GOAL: Present the listing below as a numbered list, leaving out blank lines and the picture.

SOURCE MATERIAL:
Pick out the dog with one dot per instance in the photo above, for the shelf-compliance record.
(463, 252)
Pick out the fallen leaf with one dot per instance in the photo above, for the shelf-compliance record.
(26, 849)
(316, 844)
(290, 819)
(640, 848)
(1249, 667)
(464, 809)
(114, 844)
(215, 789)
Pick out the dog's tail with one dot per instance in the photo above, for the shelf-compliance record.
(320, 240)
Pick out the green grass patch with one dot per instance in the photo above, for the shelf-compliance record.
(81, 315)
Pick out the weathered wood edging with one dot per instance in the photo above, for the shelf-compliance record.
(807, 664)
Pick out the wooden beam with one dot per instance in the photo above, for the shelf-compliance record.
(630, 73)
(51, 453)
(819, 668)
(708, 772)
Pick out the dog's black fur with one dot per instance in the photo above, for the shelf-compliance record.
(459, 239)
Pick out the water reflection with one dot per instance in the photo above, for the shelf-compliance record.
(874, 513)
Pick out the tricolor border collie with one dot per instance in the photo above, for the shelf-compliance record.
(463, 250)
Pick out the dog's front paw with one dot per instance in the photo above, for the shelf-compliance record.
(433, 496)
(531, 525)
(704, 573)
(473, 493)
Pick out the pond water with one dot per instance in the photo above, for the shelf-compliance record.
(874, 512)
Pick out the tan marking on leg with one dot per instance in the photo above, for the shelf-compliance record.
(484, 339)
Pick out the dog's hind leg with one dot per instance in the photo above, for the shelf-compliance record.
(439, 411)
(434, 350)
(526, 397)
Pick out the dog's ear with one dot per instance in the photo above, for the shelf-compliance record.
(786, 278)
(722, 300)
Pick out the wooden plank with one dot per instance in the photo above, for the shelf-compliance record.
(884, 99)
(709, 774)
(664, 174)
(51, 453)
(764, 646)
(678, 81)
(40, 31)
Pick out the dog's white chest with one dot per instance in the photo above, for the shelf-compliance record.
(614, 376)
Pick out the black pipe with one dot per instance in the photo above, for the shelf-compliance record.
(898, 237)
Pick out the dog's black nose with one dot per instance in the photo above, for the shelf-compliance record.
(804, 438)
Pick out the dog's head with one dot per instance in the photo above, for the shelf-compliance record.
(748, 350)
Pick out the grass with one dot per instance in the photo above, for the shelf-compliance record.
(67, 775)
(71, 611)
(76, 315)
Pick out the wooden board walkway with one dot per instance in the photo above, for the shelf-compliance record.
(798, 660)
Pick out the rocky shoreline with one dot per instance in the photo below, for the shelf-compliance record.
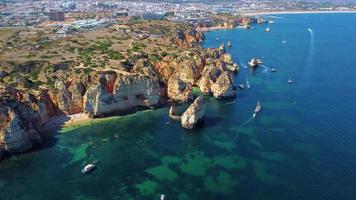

EXPECTED ANSWER:
1. Pick out the dog with one dot per instance in the photo above, for the shelf-compliance record.
2. (463, 252)
3. Pick out the fallen leaf with one dot per instance in the photo above, for the shelf-compliance record.
4. (26, 849)
5. (316, 844)
6. (290, 819)
7. (640, 848)
8. (1249, 667)
9. (464, 809)
10. (114, 844)
11. (215, 789)
12. Pick out the dog's tail with one dot per instance in the photo above, for the shelf-compliance record.
13. (320, 240)
14. Pick out the green grass patch with one dot per instance in the photo above, for the shelf-compliance record.
15. (81, 315)
16. Pick out the weathered wood edging with one dot per instance in the photo above, for the shelf-compliance record.
17. (807, 664)
18. Pick out the wooden beam with one dot per instance in the photo above, for the shelf-compliance record.
19. (630, 73)
20. (51, 453)
21. (819, 668)
22. (708, 772)
23. Pick out the dog's black fur with one dot per instance in the photo above, for the shelf-compliance record.
24. (459, 239)
25. Pick out the water reflection with one dot per instance in the photo above, for the shelf-compliance record.
26. (874, 513)
27. Pick out the tricolor border collie with one dot per instance in the photo above, for the shelf-compliance record.
28. (463, 250)
29. Pick out the dog's front paw with one dot per instance in the photo above, for the shelf-compliance record.
30. (433, 496)
31. (531, 525)
32. (704, 573)
33. (473, 493)
34. Pick out the pond water with one dot per instance in the photo above, for the shelf-compliance record.
35. (874, 512)
36. Pick out the tan marking on leg with one dot per instance in the photo above, for the shelf-compliance record.
37. (484, 339)
38. Pick out the dog's hind leg with one dot per instance in the photo above, for the shelf-compliance record.
39. (439, 411)
40. (434, 350)
41. (526, 397)
42. Pick out the dog's ear with one dot per instance in the photo above, for the shelf-compliance record.
43. (786, 278)
44. (722, 300)
45. Pick out the wooden plank with one dot per instance in the photo above, for the shelf-compliance record.
46. (884, 99)
47. (709, 774)
48. (664, 174)
49. (51, 453)
50. (764, 646)
51. (678, 81)
52. (40, 31)
53. Pick out the dog's white chest with one dot per instance in the photo above, for the shelf-compliance record.
54. (614, 376)
55. Pick out the black pipe with one dot per instance in the photo above, for the shelf-compliance record.
56. (898, 237)
57. Pick out the dog's black nose with one dot per instance in the photo above, for the shelf-compliance record.
58. (804, 438)
59. Pick out the dog's head with one dot per instance in the photo above, for the shelf-compliance record.
60. (748, 350)
61. Pick out the grass with one dot per instance in the photo above, for the shelf-compliance record.
62. (67, 775)
63. (71, 611)
64. (76, 315)
65. Pick out the wooden board walkway with one dot per instance in the photo above, for the shelf-compliance record.
66. (798, 660)
67. Pick out the rocky shoreline with one dot per instance in the photo below, for the shelf-compliance record.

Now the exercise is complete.